Records of labeled points:
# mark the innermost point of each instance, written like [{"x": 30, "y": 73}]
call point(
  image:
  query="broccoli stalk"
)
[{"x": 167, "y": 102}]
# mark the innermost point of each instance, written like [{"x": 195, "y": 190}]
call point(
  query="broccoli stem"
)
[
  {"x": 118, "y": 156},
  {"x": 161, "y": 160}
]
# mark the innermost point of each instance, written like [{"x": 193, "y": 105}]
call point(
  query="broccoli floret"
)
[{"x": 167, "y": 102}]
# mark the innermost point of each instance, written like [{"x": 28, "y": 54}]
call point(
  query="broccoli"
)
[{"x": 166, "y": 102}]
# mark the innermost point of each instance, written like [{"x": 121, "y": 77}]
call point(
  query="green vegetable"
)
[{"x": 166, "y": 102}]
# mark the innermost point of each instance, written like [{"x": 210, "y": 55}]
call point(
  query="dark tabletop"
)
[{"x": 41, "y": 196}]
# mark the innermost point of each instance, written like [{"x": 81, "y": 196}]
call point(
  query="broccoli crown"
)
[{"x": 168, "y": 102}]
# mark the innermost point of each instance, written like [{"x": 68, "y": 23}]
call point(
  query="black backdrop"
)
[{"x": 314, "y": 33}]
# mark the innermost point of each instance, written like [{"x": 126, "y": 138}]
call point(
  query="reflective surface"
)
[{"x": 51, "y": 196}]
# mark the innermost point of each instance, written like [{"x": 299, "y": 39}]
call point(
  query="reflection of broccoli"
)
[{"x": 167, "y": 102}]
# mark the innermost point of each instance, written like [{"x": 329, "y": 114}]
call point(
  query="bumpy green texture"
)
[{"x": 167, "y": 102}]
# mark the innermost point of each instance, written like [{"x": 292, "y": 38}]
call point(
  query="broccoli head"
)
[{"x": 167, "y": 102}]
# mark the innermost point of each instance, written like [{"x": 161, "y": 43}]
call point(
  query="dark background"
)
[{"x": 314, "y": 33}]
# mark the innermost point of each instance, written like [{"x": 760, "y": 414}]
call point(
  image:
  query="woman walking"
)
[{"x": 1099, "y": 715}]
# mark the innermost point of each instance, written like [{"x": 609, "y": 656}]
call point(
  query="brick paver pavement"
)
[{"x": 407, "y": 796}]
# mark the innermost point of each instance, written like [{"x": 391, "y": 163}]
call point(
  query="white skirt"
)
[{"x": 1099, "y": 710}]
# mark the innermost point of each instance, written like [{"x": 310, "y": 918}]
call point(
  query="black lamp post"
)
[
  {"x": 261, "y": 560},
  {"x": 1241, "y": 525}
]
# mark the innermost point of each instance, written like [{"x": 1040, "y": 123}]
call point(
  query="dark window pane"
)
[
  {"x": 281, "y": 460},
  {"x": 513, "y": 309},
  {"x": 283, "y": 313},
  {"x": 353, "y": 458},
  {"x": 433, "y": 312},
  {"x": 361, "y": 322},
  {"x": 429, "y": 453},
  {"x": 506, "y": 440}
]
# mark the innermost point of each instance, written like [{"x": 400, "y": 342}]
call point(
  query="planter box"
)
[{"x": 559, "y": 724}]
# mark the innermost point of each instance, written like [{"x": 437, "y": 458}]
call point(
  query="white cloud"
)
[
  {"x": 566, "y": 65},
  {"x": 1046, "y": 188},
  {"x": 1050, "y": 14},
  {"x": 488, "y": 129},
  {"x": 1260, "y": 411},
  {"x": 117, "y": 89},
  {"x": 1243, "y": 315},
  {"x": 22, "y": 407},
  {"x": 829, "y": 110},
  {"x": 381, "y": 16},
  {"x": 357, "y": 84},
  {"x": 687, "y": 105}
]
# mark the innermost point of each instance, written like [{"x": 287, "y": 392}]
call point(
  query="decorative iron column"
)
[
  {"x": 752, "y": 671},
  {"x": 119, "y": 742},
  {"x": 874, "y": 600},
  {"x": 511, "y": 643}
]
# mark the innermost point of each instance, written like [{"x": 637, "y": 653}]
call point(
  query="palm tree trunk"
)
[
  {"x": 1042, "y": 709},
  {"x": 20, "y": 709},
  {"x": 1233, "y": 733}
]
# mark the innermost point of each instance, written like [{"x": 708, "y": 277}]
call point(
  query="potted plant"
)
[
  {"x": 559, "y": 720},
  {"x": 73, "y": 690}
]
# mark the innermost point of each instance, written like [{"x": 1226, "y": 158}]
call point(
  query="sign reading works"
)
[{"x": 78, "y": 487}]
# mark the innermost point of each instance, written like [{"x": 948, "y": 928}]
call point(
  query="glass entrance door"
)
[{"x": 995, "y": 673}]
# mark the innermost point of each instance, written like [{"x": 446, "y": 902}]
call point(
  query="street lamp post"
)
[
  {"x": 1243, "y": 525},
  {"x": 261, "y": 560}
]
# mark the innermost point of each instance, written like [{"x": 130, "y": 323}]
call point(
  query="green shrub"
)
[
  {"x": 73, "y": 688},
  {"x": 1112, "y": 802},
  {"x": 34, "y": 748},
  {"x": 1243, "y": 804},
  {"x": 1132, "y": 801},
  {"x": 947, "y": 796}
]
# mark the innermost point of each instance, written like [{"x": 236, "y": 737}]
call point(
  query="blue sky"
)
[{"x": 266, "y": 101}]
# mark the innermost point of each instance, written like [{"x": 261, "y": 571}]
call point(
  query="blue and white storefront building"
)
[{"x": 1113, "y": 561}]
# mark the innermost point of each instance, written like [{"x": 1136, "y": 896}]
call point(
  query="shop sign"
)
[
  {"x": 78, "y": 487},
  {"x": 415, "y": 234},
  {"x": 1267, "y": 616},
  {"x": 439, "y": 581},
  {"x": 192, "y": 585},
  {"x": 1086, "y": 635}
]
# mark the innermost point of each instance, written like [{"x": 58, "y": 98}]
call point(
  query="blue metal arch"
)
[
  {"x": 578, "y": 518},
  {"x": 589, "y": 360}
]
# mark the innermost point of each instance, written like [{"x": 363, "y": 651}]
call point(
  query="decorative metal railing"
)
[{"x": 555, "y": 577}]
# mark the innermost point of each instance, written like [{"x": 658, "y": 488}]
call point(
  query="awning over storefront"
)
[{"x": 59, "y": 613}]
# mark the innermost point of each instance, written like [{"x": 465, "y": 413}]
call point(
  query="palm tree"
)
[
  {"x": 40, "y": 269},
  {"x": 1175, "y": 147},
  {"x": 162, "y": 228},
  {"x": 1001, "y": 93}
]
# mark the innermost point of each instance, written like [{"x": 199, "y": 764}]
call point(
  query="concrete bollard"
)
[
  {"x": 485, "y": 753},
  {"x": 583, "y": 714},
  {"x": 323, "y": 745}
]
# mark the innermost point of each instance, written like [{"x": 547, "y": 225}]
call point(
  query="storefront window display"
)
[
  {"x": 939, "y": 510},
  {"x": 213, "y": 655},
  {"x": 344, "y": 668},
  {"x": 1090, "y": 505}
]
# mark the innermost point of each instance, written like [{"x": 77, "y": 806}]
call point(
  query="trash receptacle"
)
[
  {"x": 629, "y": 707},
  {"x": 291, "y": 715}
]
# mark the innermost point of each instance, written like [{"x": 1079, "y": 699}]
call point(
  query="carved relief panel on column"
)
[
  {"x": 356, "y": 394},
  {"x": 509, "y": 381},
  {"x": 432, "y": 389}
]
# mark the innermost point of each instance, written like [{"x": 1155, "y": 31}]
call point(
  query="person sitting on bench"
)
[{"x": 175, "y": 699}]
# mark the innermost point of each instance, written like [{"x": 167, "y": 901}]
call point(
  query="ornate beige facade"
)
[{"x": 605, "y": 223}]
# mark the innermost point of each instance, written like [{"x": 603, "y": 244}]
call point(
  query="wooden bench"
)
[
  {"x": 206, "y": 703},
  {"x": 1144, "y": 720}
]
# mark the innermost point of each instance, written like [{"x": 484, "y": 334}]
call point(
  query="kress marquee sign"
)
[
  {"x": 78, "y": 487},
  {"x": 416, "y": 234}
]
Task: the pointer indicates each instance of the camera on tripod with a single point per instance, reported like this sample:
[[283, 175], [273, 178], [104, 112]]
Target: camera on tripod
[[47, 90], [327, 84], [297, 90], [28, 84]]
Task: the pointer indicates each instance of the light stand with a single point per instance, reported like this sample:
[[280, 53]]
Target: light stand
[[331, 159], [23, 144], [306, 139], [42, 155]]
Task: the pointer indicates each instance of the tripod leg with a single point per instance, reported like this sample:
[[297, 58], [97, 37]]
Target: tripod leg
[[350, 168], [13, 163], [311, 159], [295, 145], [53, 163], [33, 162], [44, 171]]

Short problem:
Repeat exactly the lines above, starting with the line that contains "Task: the pointer indicates each instance of the camera" and ending with the last line, both included, and nothing else.

Finished answer:
Task: the pointer indicates each instance of the camera on tripod with a single point per instance, reported like this sample:
[[283, 175], [273, 178], [104, 112]]
Target: camera on tripod
[[47, 90], [327, 84], [297, 90], [28, 84]]
Task: the pointer indicates each instance of the light stand with a single point per instance, reported like this sample:
[[280, 53]]
Target: light stand
[[331, 159], [23, 144], [306, 139], [42, 155]]
Task: the pointer indicates each instance of the tripod leg with a single point per instance, reported like this sample:
[[297, 58], [97, 37]]
Target: tripod leg
[[350, 168], [13, 163], [311, 159], [295, 145], [53, 163], [33, 162], [44, 171]]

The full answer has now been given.